==== SUPPLIED INFORMATION

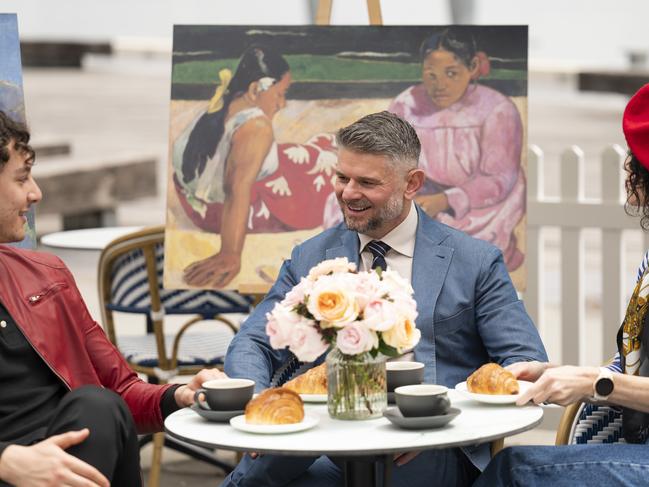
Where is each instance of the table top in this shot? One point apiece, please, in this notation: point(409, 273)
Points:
point(87, 238)
point(478, 423)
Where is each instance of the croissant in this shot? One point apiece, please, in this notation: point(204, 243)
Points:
point(313, 381)
point(492, 379)
point(275, 406)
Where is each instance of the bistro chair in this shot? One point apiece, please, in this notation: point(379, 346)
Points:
point(130, 281)
point(584, 423)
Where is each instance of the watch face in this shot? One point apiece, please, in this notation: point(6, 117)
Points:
point(604, 386)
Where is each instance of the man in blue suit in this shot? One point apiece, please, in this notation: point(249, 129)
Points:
point(469, 313)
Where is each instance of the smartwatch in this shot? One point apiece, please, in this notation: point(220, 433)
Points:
point(603, 385)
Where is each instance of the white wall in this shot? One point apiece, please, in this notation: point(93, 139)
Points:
point(573, 33)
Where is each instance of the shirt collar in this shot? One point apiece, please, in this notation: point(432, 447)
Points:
point(401, 238)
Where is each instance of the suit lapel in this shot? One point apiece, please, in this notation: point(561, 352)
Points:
point(431, 261)
point(348, 248)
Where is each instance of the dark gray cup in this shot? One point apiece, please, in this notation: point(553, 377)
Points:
point(402, 373)
point(225, 394)
point(422, 400)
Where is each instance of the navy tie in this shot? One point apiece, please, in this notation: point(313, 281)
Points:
point(378, 249)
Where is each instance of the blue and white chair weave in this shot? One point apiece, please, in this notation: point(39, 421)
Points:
point(130, 281)
point(596, 424)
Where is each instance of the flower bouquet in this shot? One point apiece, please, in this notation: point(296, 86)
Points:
point(362, 317)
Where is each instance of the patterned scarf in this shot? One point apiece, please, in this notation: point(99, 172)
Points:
point(632, 326)
point(635, 424)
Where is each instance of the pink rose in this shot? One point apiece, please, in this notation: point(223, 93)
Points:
point(306, 343)
point(367, 286)
point(380, 315)
point(356, 338)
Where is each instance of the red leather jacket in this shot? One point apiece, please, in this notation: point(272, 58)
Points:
point(40, 294)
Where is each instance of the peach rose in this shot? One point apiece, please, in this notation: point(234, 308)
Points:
point(332, 302)
point(402, 336)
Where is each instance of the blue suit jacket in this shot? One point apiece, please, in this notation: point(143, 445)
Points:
point(469, 312)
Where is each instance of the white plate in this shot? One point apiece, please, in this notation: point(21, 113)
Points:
point(314, 397)
point(309, 421)
point(493, 398)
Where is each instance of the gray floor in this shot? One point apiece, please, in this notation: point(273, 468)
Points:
point(122, 106)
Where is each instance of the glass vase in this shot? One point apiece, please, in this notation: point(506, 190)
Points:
point(356, 385)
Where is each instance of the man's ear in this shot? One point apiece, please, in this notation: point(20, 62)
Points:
point(414, 182)
point(474, 68)
point(253, 89)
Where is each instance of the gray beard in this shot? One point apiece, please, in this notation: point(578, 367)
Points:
point(392, 209)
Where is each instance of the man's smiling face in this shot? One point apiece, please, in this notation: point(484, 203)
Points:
point(18, 191)
point(370, 192)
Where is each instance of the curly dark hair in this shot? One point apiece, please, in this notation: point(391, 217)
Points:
point(637, 190)
point(10, 130)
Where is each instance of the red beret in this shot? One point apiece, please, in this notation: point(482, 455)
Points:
point(635, 124)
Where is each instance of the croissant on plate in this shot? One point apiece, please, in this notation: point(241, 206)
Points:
point(275, 406)
point(492, 379)
point(313, 381)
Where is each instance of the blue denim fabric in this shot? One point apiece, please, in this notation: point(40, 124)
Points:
point(432, 467)
point(615, 464)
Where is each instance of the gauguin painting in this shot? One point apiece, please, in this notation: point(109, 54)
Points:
point(252, 150)
point(11, 93)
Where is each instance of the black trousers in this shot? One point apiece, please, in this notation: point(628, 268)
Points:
point(112, 446)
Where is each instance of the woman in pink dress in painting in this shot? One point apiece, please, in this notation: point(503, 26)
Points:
point(471, 138)
point(232, 178)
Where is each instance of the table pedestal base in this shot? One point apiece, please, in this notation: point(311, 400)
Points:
point(371, 471)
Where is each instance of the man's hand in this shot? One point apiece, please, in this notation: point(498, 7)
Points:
point(529, 371)
point(184, 395)
point(47, 464)
point(561, 385)
point(214, 271)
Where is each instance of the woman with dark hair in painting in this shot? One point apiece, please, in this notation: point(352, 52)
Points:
point(231, 176)
point(471, 138)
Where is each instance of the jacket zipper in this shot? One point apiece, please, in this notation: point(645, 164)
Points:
point(37, 298)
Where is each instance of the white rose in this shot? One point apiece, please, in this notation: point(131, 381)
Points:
point(393, 284)
point(306, 342)
point(381, 315)
point(402, 336)
point(281, 321)
point(367, 286)
point(356, 338)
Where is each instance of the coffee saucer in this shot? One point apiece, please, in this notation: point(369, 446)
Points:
point(217, 416)
point(420, 422)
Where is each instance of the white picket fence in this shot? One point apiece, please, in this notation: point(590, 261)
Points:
point(572, 213)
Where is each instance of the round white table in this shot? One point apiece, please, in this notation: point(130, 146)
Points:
point(87, 238)
point(359, 441)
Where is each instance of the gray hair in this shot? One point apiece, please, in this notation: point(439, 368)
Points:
point(384, 134)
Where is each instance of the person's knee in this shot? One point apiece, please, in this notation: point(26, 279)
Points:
point(93, 403)
point(96, 399)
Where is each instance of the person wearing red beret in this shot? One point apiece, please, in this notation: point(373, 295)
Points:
point(623, 384)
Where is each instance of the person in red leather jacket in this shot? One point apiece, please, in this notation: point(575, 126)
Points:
point(71, 407)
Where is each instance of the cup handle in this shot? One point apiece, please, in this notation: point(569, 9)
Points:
point(200, 393)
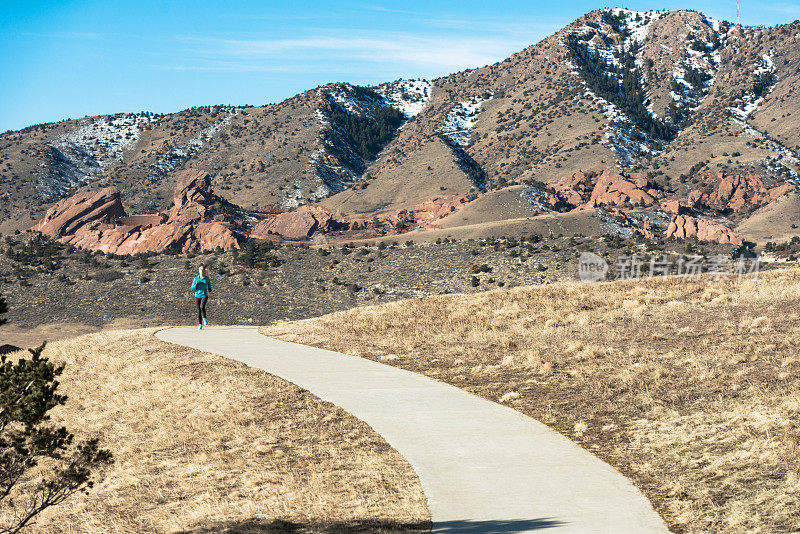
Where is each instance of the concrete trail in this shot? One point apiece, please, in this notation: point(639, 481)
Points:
point(485, 468)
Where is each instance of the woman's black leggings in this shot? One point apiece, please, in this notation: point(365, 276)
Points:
point(201, 308)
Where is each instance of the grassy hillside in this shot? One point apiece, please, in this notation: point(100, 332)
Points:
point(687, 387)
point(204, 444)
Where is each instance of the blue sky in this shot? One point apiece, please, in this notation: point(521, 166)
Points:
point(76, 58)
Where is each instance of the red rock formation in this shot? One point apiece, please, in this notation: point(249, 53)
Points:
point(295, 225)
point(71, 214)
point(305, 221)
point(686, 226)
point(98, 222)
point(609, 190)
point(572, 192)
point(613, 189)
point(738, 192)
point(647, 229)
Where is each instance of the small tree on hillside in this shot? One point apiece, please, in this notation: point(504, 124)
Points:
point(40, 466)
point(3, 310)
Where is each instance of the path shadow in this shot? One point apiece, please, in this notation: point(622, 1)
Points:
point(255, 526)
point(494, 527)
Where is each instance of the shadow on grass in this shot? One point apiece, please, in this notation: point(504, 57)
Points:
point(253, 526)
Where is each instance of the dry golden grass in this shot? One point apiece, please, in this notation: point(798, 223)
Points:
point(205, 444)
point(688, 387)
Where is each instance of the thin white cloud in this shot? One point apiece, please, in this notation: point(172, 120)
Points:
point(424, 52)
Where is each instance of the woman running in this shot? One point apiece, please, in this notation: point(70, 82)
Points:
point(201, 285)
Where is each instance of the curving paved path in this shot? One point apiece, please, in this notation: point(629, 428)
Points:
point(485, 468)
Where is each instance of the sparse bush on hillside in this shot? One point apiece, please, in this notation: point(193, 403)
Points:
point(619, 85)
point(258, 255)
point(39, 465)
point(106, 275)
point(367, 134)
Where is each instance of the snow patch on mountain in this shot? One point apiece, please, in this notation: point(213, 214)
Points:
point(784, 164)
point(751, 99)
point(172, 159)
point(104, 140)
point(629, 142)
point(85, 152)
point(461, 119)
point(408, 96)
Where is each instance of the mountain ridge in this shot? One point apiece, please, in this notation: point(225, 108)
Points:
point(695, 96)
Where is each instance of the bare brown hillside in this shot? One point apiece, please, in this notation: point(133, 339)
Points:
point(669, 94)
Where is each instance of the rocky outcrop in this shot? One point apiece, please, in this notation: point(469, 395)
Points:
point(736, 192)
point(97, 221)
point(572, 192)
point(296, 225)
point(301, 224)
point(602, 188)
point(70, 215)
point(687, 226)
point(614, 189)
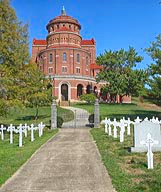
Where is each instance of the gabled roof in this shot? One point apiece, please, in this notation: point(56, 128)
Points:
point(95, 66)
point(39, 42)
point(88, 42)
point(63, 29)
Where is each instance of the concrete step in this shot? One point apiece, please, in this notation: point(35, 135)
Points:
point(64, 103)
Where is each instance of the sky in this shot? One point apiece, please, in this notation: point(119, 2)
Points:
point(114, 24)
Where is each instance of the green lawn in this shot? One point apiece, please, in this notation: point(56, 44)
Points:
point(120, 110)
point(128, 170)
point(27, 115)
point(12, 157)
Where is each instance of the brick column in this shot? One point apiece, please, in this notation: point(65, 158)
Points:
point(54, 115)
point(96, 114)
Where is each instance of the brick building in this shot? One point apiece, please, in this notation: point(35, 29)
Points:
point(67, 59)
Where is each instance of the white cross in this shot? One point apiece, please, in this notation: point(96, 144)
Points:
point(137, 120)
point(149, 143)
point(122, 130)
point(129, 122)
point(20, 131)
point(153, 119)
point(115, 124)
point(146, 119)
point(25, 128)
point(108, 126)
point(2, 128)
point(11, 129)
point(40, 128)
point(32, 128)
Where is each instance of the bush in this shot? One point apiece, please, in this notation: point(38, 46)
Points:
point(89, 98)
point(59, 122)
point(91, 118)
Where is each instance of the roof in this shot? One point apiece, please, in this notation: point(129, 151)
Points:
point(63, 19)
point(88, 42)
point(95, 66)
point(63, 29)
point(39, 42)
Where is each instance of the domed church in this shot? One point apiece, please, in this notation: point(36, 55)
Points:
point(67, 59)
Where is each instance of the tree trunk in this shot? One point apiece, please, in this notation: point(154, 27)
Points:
point(37, 112)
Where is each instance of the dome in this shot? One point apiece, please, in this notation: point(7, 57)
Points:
point(63, 18)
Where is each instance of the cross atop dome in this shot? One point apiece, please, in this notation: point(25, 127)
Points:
point(63, 12)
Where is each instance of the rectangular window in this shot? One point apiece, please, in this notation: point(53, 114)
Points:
point(51, 58)
point(50, 69)
point(64, 69)
point(64, 57)
point(77, 70)
point(78, 58)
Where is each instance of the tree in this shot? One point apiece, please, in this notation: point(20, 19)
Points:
point(119, 74)
point(14, 53)
point(89, 98)
point(21, 82)
point(36, 90)
point(155, 68)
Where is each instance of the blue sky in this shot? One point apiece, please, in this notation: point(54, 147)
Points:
point(114, 24)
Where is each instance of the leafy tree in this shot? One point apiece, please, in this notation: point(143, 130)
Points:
point(14, 53)
point(21, 82)
point(89, 98)
point(119, 74)
point(155, 68)
point(34, 89)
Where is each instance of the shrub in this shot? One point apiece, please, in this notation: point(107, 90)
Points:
point(89, 98)
point(91, 118)
point(59, 121)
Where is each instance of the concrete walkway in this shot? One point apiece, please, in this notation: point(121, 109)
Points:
point(81, 116)
point(69, 162)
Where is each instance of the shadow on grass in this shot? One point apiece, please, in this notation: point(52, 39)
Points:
point(141, 113)
point(32, 117)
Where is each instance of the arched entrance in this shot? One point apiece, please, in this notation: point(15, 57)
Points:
point(79, 90)
point(88, 89)
point(64, 92)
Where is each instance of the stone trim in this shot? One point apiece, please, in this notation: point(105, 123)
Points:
point(71, 77)
point(59, 48)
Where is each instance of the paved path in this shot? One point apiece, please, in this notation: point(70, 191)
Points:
point(69, 162)
point(81, 118)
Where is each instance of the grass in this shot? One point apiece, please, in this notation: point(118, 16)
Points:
point(27, 115)
point(128, 170)
point(12, 157)
point(121, 110)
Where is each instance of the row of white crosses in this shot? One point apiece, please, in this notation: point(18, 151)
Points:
point(122, 124)
point(149, 142)
point(20, 130)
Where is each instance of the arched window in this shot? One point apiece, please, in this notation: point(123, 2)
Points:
point(64, 57)
point(51, 58)
point(86, 60)
point(78, 57)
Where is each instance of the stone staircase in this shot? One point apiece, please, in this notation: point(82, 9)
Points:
point(64, 103)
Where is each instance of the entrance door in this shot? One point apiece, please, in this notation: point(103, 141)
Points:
point(64, 92)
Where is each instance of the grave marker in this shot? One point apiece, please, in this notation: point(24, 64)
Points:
point(2, 128)
point(32, 129)
point(25, 128)
point(20, 131)
point(11, 129)
point(149, 142)
point(141, 131)
point(122, 130)
point(115, 124)
point(40, 128)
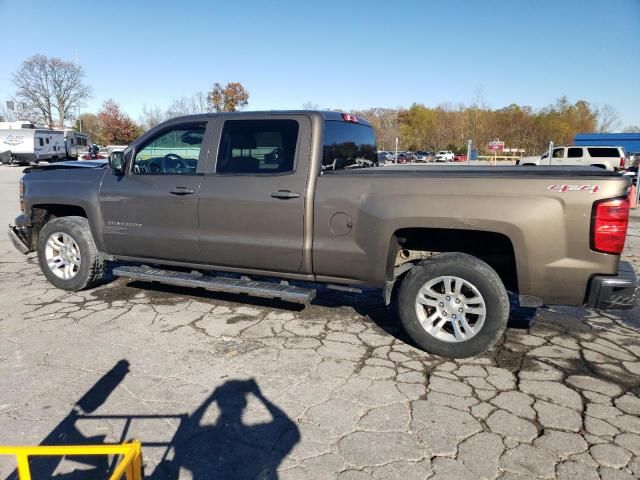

========

### THE REQUEST
Starting at the line that has "Where is each instance of the person wearing" and stopping after the line that has "point(71, 407)", write out those lines again, both ends included, with the requests left unchanged. Multiply each answer coordinate by 1.5 and round it to a whole number, rounding halves up.

### TASK ANSWER
Where is each instance of the person wearing red beret in this shot? One point apiece, please, in this notation: point(373, 295)
Points:
point(935, 576)
Where is each instance of the person in red leather jacket in this shot? One point apiece, please, in this notation: point(575, 126)
Points:
point(107, 611)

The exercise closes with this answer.